◆ Письменное задание 1: Оформите в виде JSON-списка строк участок записей от строки, содержащей "Where can the green", до конца записей включительно. Каждой строке соответствует один элемент списка, пустые строки пропустите.

◆ Источник:
**********
Верховный суд Германии не поддержал принцип «единой нации». Однако генерал-полковник Маркус Вольф, начальник главного управления «А» МГБ ГДР, и некоторые его подчиненные, которые лично курировали агентов из Восточного Берлина, были осуждены за измену еще до этого решения. Вольфа приговорили к шести годам тюремного заключения. Этот приговор, а также те, что были вынесены соратникам Вольфа, постановлением верховного суда были отменены. Верховный суд отказался учесть то обстоятельство, что эти люди добыли самые ценные сведения, составлявшие государственную военную тайну ФРГ, и передали их КГБ. Максимальное наказание за государственную измену — пожизненное заключение. Отменяя приговор Вольфу, суд заявил, что генерала нельзя судить, поскольку он действовал только с территории Восточной Германии и в рамках восточно-германских законов.

Однако Вольфа снова предали суду по обвинению в похищении людей и причинении ущерба их здоровью. На этот раз следствие действовало на основании законов ГДР. 24 мая 1955 года Вольф письменно одобрил план похищения сотрудницы американской миссии в Западном Берлине. Эта женщина давала агенту Штази уроки английского, не подозревая, естественно, о том, кем в действительности является ее ученик. Агент Штази обманом заманил эту женщину и ее мать в свой автомобиль и отвез их в советский сектор Берлина, где они были арестованы. Сотрудницу миссии подвергли серьезному психологическому воздействию. Ей угрожали тюремным заключением, если она откажется подписать обязательство работать на Штази, и она согласилась. Однако вернувшись в американский сектор, она рассказала обо всем сотрудникам контрразведки. Таким образом, Вольф совершил преступление, наказуемое по законам ФРГ тюремным заключением на срок до 15 лет. В марте 1997 года он был признан виновным и приговорен к двум годам условно.
**********
◆ Записи:
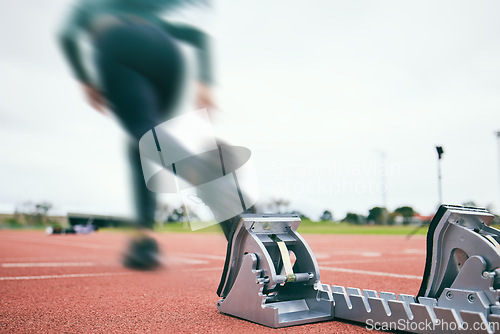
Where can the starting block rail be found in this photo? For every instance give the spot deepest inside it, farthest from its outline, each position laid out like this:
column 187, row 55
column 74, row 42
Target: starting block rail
column 460, row 290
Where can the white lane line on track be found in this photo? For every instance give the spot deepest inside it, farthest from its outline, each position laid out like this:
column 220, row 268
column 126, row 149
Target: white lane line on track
column 202, row 269
column 47, row 264
column 176, row 259
column 372, row 273
column 20, row 278
column 398, row 259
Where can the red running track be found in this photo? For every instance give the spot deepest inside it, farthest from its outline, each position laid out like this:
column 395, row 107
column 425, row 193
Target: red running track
column 75, row 283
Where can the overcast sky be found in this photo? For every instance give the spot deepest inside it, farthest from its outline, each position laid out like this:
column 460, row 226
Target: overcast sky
column 320, row 91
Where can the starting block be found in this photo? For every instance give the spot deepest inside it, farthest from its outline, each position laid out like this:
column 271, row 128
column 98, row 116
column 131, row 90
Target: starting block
column 261, row 281
column 460, row 289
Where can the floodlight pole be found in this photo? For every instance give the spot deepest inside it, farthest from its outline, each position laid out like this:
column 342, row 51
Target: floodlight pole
column 440, row 152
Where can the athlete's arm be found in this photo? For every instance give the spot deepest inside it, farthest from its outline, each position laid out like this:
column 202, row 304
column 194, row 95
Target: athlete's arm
column 198, row 39
column 68, row 40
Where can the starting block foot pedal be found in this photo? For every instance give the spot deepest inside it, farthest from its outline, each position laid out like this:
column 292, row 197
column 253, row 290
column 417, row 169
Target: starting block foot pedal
column 261, row 284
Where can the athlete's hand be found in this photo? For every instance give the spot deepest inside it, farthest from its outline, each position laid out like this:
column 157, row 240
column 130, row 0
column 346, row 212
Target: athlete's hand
column 204, row 96
column 94, row 98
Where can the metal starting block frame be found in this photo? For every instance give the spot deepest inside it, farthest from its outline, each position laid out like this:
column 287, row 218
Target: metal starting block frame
column 260, row 282
column 460, row 290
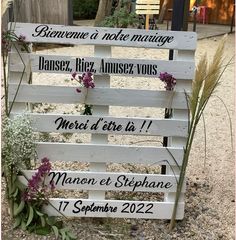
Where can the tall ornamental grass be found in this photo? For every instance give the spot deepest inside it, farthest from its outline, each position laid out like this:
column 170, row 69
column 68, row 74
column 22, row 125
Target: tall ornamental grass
column 207, row 78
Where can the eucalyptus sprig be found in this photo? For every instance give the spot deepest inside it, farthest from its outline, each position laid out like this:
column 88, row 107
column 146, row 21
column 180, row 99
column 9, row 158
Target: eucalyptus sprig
column 207, row 78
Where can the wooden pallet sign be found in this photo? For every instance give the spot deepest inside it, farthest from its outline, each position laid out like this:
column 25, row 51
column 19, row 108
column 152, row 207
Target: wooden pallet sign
column 147, row 7
column 102, row 123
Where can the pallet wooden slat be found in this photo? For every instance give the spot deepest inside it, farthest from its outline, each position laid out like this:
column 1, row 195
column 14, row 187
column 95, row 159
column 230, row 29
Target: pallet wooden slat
column 147, row 7
column 47, row 33
column 105, row 181
column 98, row 96
column 96, row 65
column 111, row 153
column 148, row 11
column 67, row 123
column 113, row 208
column 148, row 2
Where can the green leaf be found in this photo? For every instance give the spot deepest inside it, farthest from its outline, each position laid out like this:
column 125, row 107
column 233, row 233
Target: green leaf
**********
◆ Письменное задание 2: Согласно тексту о Маркусе Вольфе, к какому наказанию его приговорили в марте 1997 года?

◆ Решение упражнения 1:
[
  "Where can the green leaf be found in this photo? For every instance give the spot deepest inside it, farthest from its outline, each position laid out like this:",
  "column 125, row 107",
  "column 233, row 233",
  "Target: green leaf"
]

◆ Решение упражнения 2: К двум годам условно.